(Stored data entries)
■ ■ ■

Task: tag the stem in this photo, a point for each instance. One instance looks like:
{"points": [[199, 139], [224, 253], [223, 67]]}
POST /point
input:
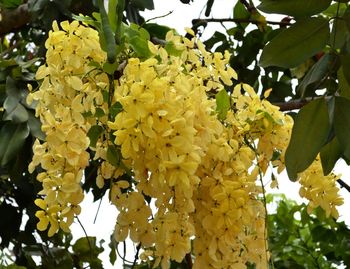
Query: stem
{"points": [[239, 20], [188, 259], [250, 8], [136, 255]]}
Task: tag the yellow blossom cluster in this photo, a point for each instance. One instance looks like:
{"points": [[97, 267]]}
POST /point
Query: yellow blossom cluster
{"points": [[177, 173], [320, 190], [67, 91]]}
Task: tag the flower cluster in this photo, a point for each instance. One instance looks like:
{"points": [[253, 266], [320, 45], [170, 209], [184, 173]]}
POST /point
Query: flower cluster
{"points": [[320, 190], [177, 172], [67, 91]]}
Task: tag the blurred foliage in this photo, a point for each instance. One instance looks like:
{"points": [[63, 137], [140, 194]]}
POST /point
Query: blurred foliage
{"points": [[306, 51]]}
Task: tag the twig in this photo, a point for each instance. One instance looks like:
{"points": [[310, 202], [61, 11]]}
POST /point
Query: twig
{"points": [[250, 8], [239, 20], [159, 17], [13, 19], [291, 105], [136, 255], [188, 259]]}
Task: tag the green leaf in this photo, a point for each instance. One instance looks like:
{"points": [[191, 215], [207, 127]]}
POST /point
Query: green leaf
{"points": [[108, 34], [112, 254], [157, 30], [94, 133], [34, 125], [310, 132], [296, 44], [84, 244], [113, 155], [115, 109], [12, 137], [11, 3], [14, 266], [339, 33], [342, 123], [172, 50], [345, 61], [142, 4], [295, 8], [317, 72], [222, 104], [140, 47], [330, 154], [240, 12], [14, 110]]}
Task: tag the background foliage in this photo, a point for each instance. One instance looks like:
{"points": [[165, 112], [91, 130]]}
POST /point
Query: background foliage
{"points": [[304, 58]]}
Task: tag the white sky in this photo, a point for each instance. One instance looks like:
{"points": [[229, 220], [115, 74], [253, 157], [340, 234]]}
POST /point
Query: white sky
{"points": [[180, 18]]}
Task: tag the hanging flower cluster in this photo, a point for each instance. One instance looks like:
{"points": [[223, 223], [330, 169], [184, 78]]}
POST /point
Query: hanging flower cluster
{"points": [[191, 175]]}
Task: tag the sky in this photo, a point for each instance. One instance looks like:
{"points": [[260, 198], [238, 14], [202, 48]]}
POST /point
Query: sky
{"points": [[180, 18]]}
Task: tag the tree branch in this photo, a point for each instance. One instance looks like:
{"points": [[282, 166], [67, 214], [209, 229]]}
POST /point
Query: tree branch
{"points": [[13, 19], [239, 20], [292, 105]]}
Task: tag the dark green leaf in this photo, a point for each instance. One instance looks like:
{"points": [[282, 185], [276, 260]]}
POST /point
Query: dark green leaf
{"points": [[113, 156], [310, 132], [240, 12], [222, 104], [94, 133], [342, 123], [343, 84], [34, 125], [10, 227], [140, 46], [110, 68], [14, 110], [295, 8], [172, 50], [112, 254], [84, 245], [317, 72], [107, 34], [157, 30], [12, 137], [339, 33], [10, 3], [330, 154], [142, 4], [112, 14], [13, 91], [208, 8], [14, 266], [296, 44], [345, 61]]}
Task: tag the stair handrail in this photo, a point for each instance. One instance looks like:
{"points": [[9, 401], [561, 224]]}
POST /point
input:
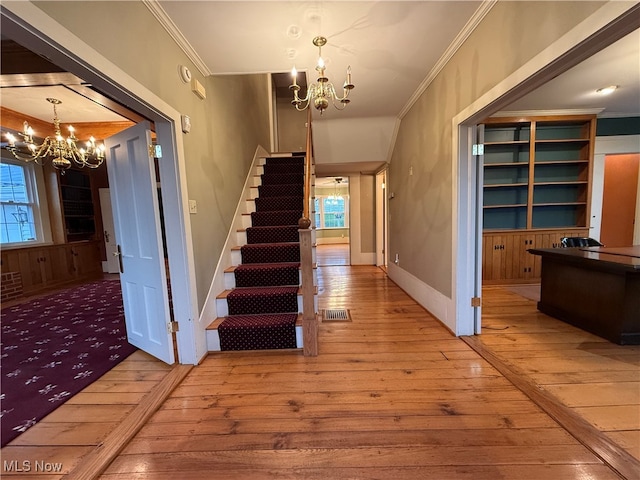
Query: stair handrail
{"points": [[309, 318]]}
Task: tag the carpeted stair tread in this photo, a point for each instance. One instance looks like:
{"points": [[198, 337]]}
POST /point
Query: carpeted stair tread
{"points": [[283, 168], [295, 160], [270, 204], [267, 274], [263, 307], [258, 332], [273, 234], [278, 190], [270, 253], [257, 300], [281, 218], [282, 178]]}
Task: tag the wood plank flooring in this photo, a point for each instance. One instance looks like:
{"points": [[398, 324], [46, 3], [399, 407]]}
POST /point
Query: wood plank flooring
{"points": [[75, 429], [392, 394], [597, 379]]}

■ ■ ■

ABOUT THIS EXERCISE
Output every entry above exactly as written, but omit the pictures.

ANSWER AREA
Task: tag the stem in this photo, a point for each instance. One instance looks like:
{"points": [[199, 139], [224, 253], [223, 67]]}
POST /point
input:
Query: stem
{"points": [[239, 20], [188, 259], [250, 8], [136, 255]]}
Task: tag the yellow blossom cluster in this photo, a point for each instance. One instance looks like:
{"points": [[97, 267]]}
POST /point
Query: yellow blossom cluster
{"points": [[177, 173], [320, 190], [67, 91]]}
Task: tag the flower cluster in this photo, a point for each instance. One instance looks like:
{"points": [[253, 266], [320, 45], [170, 209], [184, 173]]}
POST /point
Query: flower cluster
{"points": [[320, 190], [177, 172], [67, 91]]}
Task: tag the blurred foliage in this photo, a point for each instance. One instance looks like:
{"points": [[63, 137], [140, 194]]}
POST /point
Query: blurred foliage
{"points": [[306, 51]]}
Task: tag the twig in this photo, a point for each instance. One instance looks like:
{"points": [[310, 202], [61, 11]]}
POST /point
Query: twig
{"points": [[250, 8], [239, 20], [159, 17], [13, 19], [291, 105], [136, 255], [188, 259]]}
Task: tag the green leaf in this photo, a point for each instance. One instance looks like:
{"points": [[191, 215], [207, 127]]}
POST /point
Query: green leaf
{"points": [[108, 34], [112, 254], [157, 30], [94, 133], [34, 125], [310, 132], [296, 44], [84, 244], [113, 155], [115, 109], [12, 137], [11, 3], [14, 266], [339, 33], [342, 123], [172, 50], [345, 61], [142, 4], [295, 8], [317, 72], [222, 104], [140, 47], [330, 154], [240, 12], [14, 110]]}
Task: tag the background foliage in this photo, a point for each instance. One instance looks like:
{"points": [[165, 112], [91, 130]]}
POST /point
Query: background foliage
{"points": [[304, 58]]}
Task: tag the white sky in this photo, a point for each instance. One instance looks like:
{"points": [[229, 220], [115, 74], [253, 157], [340, 234]]}
POST /point
Query: white sky
{"points": [[180, 18]]}
Task: tag the hanging flower cluster in this photo, a point for each instance. One instance looks like:
{"points": [[223, 223], [330, 169], [184, 78]]}
POST /point
Query: hanging flower cluster
{"points": [[191, 175]]}
Task: tag the sky in this photo, a point for each instance. One instance looks like:
{"points": [[260, 198], [238, 14], [202, 48]]}
POST /point
Query: sky
{"points": [[180, 18]]}
Task: tag the tree branch in this photo, a point for each instance. One instance looks like:
{"points": [[282, 166], [67, 214], [209, 229]]}
POST /point
Query: tree branch
{"points": [[13, 19], [239, 20], [292, 105]]}
Task: tag the dark green leaf in this photo, a point for each instance. One instance looks like:
{"points": [[282, 185], [276, 260]]}
POST /point
Query: dark green leaf
{"points": [[113, 156], [310, 132], [240, 12], [222, 104], [94, 133], [342, 123], [343, 84], [34, 125], [10, 227], [140, 46], [110, 68], [14, 110], [295, 8], [172, 50], [112, 254], [84, 245], [317, 72], [107, 34], [157, 30], [12, 137], [339, 33], [10, 3], [330, 154], [142, 4], [112, 14], [13, 91], [208, 8], [14, 266], [296, 44], [345, 61]]}
Task: tag the stair handrail in this photo, a point for each instance. One instance looks like:
{"points": [[9, 401], [561, 224]]}
POST /point
input:
Query: stair handrail
{"points": [[309, 318]]}
Task: tag the carpeted stair tread in this photo, a point for each instance. One instance looks like:
{"points": [[198, 337]]}
POST /point
Query: carpeted stair tread
{"points": [[283, 168], [295, 160], [270, 204], [267, 274], [263, 307], [258, 332], [273, 234], [278, 190], [270, 253], [257, 300], [281, 218], [282, 178]]}
Task: tag the wood plank flooring in this photo, a point for each instance. One instance looks like:
{"points": [[398, 324], [46, 3], [399, 407]]}
POST /point
Query: wood plank flooring
{"points": [[75, 429], [392, 394], [597, 379]]}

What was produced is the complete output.